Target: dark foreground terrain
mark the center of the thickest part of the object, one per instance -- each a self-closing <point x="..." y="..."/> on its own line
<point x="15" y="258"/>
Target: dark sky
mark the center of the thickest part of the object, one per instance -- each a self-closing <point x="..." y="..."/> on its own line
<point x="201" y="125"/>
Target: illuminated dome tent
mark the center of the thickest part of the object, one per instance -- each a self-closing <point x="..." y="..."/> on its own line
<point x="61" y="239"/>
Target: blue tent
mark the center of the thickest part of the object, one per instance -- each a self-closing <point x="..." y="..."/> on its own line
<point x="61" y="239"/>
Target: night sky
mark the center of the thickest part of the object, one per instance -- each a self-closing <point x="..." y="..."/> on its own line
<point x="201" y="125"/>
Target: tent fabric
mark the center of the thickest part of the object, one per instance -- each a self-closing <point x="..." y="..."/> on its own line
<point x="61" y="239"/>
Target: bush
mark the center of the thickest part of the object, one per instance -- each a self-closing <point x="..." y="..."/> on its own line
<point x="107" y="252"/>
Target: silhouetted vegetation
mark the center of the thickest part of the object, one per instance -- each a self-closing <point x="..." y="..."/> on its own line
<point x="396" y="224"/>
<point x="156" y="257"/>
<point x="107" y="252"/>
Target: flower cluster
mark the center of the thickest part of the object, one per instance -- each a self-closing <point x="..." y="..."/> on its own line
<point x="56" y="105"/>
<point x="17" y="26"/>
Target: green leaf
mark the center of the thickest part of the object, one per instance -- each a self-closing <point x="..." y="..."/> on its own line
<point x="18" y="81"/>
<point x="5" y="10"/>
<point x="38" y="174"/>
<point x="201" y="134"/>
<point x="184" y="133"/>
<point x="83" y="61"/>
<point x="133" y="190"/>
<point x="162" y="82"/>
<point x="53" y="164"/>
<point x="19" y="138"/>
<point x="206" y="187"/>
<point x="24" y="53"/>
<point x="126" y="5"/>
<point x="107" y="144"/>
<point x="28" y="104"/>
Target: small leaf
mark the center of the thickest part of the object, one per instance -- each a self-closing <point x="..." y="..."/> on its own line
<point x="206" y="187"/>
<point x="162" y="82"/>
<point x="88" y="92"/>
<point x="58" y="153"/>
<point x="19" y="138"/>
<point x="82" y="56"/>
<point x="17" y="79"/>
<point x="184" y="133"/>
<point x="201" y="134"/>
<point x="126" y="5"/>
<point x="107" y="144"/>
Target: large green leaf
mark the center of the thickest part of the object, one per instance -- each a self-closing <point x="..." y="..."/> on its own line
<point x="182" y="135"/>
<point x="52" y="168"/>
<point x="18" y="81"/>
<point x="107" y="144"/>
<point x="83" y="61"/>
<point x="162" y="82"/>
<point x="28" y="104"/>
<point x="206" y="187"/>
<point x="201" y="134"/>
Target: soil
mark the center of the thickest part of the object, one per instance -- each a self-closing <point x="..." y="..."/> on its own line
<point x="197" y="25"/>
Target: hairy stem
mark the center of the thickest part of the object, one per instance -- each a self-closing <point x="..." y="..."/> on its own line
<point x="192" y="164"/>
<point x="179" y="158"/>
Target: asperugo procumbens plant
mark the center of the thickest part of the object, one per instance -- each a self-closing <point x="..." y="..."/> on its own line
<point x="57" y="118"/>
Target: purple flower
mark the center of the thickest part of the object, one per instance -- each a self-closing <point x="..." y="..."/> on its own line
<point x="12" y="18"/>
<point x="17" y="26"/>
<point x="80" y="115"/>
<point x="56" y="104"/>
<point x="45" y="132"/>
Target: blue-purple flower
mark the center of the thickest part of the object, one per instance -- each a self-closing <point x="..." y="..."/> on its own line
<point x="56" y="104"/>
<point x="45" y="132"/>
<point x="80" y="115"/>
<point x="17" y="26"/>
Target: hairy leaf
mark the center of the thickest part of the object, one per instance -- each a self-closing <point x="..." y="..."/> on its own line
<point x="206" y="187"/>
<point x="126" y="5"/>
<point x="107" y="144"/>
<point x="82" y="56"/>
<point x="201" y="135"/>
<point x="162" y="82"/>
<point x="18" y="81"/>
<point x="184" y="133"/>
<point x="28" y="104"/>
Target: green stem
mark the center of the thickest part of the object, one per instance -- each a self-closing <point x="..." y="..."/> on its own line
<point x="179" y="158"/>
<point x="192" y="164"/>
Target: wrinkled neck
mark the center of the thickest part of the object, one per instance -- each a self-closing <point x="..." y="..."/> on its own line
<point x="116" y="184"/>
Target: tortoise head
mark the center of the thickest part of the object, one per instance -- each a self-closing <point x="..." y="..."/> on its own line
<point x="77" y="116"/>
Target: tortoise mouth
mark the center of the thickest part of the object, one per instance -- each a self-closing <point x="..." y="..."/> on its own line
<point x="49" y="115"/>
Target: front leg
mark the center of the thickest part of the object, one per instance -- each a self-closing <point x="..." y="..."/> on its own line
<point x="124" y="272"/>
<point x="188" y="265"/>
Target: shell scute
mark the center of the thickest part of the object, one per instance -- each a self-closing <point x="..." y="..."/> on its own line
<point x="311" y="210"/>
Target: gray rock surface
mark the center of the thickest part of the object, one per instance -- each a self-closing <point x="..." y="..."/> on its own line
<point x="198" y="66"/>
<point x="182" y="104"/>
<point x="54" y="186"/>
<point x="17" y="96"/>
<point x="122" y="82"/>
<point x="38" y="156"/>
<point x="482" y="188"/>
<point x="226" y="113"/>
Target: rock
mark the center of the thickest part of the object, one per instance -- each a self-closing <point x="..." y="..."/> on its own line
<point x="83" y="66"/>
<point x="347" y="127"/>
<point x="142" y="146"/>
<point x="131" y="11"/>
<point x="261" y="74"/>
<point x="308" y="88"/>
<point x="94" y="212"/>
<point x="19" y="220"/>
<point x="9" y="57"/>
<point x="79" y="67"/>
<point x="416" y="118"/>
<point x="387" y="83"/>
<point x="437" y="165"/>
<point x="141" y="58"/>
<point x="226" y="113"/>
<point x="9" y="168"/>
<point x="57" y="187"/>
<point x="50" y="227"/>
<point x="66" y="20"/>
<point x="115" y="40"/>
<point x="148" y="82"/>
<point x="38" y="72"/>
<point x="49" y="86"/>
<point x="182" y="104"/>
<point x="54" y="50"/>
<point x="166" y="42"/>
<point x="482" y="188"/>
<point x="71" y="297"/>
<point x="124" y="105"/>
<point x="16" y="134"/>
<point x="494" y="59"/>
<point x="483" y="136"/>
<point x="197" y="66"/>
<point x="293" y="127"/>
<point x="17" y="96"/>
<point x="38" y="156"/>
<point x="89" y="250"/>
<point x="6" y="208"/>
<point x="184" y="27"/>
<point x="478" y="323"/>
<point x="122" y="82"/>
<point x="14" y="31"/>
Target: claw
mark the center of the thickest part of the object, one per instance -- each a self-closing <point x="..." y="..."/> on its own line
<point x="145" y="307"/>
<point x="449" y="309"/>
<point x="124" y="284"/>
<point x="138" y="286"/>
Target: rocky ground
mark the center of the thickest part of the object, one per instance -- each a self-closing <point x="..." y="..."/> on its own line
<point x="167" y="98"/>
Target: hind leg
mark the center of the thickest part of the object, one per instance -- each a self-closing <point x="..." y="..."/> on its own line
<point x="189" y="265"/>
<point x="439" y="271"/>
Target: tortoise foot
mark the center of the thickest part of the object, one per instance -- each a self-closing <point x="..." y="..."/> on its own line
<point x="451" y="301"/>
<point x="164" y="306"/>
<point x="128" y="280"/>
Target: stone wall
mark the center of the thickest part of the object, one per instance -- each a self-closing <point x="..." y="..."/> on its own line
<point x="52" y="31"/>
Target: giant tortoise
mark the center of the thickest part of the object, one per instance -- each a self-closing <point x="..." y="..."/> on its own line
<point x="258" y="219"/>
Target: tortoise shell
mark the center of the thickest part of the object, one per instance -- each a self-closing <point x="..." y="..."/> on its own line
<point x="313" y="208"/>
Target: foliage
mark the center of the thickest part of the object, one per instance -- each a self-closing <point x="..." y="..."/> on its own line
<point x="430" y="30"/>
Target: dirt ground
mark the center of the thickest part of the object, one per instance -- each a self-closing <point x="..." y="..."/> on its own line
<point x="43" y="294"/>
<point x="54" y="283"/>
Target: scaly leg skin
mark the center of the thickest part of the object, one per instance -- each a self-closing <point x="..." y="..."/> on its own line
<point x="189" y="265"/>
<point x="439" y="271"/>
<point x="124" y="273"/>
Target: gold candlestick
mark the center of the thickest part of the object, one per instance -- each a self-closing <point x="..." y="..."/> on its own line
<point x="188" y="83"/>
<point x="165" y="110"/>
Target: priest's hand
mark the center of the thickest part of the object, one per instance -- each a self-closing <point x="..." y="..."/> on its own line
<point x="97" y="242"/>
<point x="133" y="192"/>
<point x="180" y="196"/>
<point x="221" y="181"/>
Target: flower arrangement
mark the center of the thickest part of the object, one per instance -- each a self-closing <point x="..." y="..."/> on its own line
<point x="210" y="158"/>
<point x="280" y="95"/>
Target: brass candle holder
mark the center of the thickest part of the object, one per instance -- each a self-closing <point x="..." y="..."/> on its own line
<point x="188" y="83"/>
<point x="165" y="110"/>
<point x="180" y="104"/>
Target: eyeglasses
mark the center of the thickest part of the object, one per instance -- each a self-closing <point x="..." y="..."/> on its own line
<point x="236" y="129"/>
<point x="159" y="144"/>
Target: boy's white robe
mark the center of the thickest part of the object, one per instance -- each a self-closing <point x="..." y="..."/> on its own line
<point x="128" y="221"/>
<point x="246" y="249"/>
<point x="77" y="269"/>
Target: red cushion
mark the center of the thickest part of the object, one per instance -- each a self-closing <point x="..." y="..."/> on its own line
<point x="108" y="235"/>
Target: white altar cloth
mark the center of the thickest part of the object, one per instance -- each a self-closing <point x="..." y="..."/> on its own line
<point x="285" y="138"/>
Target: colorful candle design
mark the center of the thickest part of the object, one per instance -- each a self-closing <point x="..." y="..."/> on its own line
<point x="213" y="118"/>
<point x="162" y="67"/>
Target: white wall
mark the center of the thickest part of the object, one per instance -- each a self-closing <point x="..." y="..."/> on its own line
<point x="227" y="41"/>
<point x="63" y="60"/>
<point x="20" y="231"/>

:::::

# EXERCISE OBJECTIVE:
Can you reproduce, word for word, the lines starting at the one that contains "Target: colorful candle design" and ending at the last line of the rows?

# THE SOLUTION:
Target: colorful candle design
mark the center of the thickest part of the object, one per instance -- each a self-closing <point x="..." y="..."/> on its own line
<point x="213" y="118"/>
<point x="162" y="67"/>
Target: white wall
mark the center of the thickest part of the object, one per instance -- each a self-closing <point x="..." y="..."/> on its own line
<point x="227" y="41"/>
<point x="63" y="60"/>
<point x="20" y="231"/>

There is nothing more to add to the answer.